» ASSIGNMENT:
Line by line, return everything in the listing exactly.

» MATERIALS PROVIDED:
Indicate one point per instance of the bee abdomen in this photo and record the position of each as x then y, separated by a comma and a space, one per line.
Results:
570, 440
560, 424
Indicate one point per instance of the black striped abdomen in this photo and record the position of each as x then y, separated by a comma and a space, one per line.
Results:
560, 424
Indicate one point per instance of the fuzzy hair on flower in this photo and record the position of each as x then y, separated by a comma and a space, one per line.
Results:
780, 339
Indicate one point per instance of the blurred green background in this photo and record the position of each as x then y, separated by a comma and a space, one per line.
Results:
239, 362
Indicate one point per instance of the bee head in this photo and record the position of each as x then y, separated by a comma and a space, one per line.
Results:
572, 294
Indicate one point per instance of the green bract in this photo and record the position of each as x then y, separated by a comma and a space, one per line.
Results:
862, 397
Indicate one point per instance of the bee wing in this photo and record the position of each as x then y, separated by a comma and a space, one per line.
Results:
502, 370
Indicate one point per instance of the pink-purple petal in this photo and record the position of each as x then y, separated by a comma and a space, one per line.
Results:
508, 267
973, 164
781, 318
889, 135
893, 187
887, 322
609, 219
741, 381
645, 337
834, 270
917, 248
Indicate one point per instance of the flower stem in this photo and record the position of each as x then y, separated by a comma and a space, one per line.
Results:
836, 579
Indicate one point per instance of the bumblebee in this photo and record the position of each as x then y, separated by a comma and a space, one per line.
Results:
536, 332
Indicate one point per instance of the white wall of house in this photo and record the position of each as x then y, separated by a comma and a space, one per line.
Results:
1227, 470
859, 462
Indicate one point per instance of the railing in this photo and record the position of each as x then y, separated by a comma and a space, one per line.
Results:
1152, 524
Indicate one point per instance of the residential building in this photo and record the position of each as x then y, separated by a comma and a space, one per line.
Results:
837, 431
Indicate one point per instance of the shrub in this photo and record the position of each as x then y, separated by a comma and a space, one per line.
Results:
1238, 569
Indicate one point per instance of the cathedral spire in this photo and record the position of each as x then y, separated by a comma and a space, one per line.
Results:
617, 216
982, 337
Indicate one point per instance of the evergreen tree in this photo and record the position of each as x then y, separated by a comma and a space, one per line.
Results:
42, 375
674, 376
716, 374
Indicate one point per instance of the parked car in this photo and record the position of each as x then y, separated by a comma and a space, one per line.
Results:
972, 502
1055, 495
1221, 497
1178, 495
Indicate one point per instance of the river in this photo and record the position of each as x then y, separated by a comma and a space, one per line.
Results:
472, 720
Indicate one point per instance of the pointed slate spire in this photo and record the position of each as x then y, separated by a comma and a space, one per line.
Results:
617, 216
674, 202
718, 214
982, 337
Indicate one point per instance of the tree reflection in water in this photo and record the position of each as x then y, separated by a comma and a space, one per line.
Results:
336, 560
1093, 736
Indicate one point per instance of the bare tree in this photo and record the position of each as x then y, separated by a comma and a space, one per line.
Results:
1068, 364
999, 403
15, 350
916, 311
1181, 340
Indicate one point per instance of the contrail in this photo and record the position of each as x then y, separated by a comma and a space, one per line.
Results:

» RESPONSE BOX:
Indicate one point per instance of the bee abdomen in this photo and record the position of each as x then y, separated by a comma and a space, one per line.
Results:
570, 440
560, 424
Indicate one point per instance of the black striped abdomen in this photo and record the position of each as x then y, separated by a comma and a space, one per line.
Results:
560, 424
Indicate one point per instance of the fuzzy hair on flower in this photo and record the position of each as x then y, separated by a comma and a space, one per line.
Results:
780, 339
Indicate one point per instance of the blurred green background in this photo and record the position of each as x then y, separated by a comma and a space, one per line.
Results:
239, 362
Indicate one point per instance of the bee head in this photo and record the position of each as x then y, separated by a comma and a space, one per line.
Results:
572, 294
Indicate one point per instance of the green bract in this photo and record the position of each as x then y, separated by a comma and a space, one per line.
Results:
862, 397
Indicate one point per instance of the bee wing in this photo and record the position of each as x then y, separated by a comma and a space, one per line.
Results:
502, 370
Indicate one point per instance of the pink-purple petal in this photo and record the position of each as x then y, separated by a comma and a space, one per line.
Results:
508, 267
973, 164
781, 318
889, 135
893, 187
887, 322
609, 219
741, 381
645, 337
834, 270
917, 248
Indicate one point per instance of the flower stem in this photo and record the position of each as x then y, separated by a comma and a space, one per line.
Results:
836, 579
Indicate one point per instance of the bumblebee in this photo and record the position of each as x then y, separated by a comma and a space, one per line.
Results:
536, 332
Indicate one point per instance of the white wall of house in this photo and record the position of each as x then y, separated by a comma and a space, one per line.
Results:
1227, 470
859, 462
Indicate one point per instance of the railing in this photo and record the position of each as x then y, separated by a comma and a space, one per line.
Results:
1152, 524
Indicate one point per instance of the residential building in this photo and record the position of each as x then y, separated by a comma and a space, one per line.
Results:
837, 431
Indicate one point per instance of the shrub in this photo and record the position of each as x then y, separated by a comma and a space, one per line.
Results:
1238, 569
Indicate one point per instance of the cathedral spire in this photo and record the position of each as x then y, separated by a comma and a space, one per line.
Results:
617, 216
982, 337
Indicate one point per instance of the evergreen tree in this photo and record the position of each as x then y, separated by a comma and a space, one per line.
Results:
42, 375
674, 376
716, 374
Indicate one point per instance of the parked car in this photo and record the position of each as x then y, separated by a comma and a space, one per line.
Results:
972, 502
1055, 495
1221, 497
1178, 495
Indicate one point per instance of the river in this photo and record the position of each as x then y, separated by a comma and a space, one per line.
Results:
472, 720
Indicate one point per instance of the pointed slate spire in this photo and record the position of each as x then y, separated by a comma and a space, one per line.
Results:
617, 216
674, 202
718, 214
982, 337
Indicate one point per instance of the tree reflection in water in this photo and record the position of each as x then y, separated by a comma and a space, one per line.
Results:
336, 560
1093, 736
Indicate one point per instance of the bare tree in this photo and record the position of each as x then y, separated by a comma and a space, one per line.
Results:
1068, 364
999, 403
15, 350
916, 311
1181, 340
Indicate one point per instance of the contrail in this photo and record the position of each as x then y, separated by a comma and a space, one per line.
Results:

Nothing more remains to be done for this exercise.